*Prompt 1*.
In the guided trip thread:
(a) Which river did the first poster fish on?
(b) About how much did the summer steelhead weigh?
(c) How many fishermen does the final post say the guide boats carry?

# guided trip



## willfishforfood (Jan 2, 2011)

I went fishing with a guide friend on The Cowlitz River here in Washington. Fishing was good but the catching was slow.
I got a later summer steelhead around 10lbs that was a little colored but cut good. Meat was still pink.


----------



## nathanielrthomas (Jan 3, 2011)

Sweet!!! I couldnt imagine 200hp with a tiller


----------



## fender66 (Jan 4, 2011)

nathanielrthomas said:


> Sweet!!! I couldnt imagine 200hp with a tiller



I was thinking the same thing. That has to wear you out fast!


----------



## Codeman (Jan 4, 2011)

Actually looks kind of small to be a 200 to me. Little bit of decal fun?


----------



## willfishforfood (Jan 6, 2011)

It's a 200 and have a friend that has a 300 tiller. they handle fine and they are all over the western rivers. The guide boats are big and heavy and take a lot jet to get them
on plane with 4 to 6 fisherman.

[Collection entries]

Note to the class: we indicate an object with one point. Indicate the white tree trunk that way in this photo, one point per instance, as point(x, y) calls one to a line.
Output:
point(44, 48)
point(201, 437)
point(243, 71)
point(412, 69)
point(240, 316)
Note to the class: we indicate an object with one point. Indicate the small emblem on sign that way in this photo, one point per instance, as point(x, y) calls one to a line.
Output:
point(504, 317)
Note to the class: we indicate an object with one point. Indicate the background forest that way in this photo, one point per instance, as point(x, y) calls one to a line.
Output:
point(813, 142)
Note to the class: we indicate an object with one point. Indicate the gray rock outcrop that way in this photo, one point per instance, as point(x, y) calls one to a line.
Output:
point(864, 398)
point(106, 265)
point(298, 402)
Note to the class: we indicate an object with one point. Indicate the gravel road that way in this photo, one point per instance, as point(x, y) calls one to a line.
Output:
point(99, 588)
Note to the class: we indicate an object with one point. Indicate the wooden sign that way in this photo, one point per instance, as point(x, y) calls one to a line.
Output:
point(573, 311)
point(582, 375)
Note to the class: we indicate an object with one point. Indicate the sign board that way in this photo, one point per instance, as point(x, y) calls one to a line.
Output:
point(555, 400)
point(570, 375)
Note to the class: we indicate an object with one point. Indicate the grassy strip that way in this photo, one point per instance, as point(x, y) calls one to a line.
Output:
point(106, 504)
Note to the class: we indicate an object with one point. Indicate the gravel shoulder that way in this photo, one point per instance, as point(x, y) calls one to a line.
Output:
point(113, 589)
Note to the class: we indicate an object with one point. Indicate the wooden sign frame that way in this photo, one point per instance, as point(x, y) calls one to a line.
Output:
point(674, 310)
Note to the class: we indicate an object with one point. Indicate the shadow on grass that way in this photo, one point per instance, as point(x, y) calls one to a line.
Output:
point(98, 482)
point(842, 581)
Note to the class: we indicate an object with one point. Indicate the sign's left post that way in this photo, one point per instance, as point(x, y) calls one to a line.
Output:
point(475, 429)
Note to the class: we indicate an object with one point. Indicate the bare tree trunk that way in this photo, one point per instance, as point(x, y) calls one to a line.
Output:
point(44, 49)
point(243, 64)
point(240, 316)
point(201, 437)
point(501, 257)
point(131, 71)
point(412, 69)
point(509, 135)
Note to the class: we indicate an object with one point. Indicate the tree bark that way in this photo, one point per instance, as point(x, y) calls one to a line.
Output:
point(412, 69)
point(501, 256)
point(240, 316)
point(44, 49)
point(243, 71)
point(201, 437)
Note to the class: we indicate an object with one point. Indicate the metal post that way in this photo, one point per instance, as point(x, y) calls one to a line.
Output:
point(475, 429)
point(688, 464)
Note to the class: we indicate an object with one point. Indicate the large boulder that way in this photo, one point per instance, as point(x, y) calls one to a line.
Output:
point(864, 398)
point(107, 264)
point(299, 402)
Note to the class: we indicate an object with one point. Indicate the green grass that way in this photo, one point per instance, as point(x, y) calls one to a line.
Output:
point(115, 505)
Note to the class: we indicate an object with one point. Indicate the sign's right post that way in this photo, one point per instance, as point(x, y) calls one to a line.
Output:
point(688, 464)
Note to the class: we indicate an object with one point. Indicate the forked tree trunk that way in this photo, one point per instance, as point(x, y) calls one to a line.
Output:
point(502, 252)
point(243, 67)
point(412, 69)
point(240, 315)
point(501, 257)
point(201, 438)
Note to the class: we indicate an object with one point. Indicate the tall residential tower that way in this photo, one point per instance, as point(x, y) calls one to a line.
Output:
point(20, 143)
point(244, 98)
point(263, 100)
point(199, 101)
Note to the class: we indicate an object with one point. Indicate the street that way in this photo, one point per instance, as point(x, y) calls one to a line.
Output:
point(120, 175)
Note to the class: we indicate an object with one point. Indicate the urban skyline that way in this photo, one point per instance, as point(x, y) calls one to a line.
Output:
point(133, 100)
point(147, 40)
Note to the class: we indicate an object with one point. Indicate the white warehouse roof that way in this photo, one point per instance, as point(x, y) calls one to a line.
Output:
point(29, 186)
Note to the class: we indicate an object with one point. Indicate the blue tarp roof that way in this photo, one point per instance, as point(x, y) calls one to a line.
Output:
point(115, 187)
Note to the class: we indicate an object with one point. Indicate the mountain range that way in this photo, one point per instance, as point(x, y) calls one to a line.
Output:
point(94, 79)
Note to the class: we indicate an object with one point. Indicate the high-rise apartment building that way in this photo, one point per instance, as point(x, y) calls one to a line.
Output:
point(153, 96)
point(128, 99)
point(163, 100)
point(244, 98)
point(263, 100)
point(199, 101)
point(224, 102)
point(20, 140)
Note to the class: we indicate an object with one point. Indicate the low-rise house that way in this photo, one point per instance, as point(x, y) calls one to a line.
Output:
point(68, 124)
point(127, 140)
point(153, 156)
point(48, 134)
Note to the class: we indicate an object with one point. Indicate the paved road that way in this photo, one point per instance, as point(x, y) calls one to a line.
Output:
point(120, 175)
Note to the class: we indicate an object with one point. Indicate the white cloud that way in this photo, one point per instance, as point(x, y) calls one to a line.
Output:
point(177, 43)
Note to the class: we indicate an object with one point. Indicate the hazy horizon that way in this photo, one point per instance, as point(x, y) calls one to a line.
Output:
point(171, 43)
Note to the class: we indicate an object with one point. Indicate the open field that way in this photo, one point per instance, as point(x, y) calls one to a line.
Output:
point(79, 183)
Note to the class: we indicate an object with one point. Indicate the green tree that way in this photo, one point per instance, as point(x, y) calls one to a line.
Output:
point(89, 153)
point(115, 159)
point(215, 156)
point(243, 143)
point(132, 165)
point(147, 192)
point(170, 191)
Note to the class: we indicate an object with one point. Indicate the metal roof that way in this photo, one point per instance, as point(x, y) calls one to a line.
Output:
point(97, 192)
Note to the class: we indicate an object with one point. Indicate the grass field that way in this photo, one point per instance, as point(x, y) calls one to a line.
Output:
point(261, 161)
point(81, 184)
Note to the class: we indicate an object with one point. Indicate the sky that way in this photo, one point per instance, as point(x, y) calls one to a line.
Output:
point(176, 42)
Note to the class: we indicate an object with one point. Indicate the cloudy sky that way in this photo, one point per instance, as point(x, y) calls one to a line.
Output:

*Prompt 2*.
Could you lay out the collection entries, from the first line up to and including the line with "point(504, 317)", as a Markdown table with the columns Row and Line, leaving out any blank lines?

*Worked answer 1*.
(a) The Cowlitz River in Washington.
(b) Around 10 lbs.
(c) 4 to 6.

*Worked answer 2*.
| Row | Line |
|---|---|
| 1 | Note to the class: we indicate an object with one point. Indicate the white tree trunk that way in this photo, one point per instance, as point(x, y) calls one to a line. |
| 2 | Output: |
| 3 | point(44, 48) |
| 4 | point(201, 437) |
| 5 | point(243, 71) |
| 6 | point(412, 69) |
| 7 | point(240, 316) |
| 8 | Note to the class: we indicate an object with one point. Indicate the small emblem on sign that way in this photo, one point per instance, as point(x, y) calls one to a line. |
| 9 | Output: |
| 10 | point(504, 317) |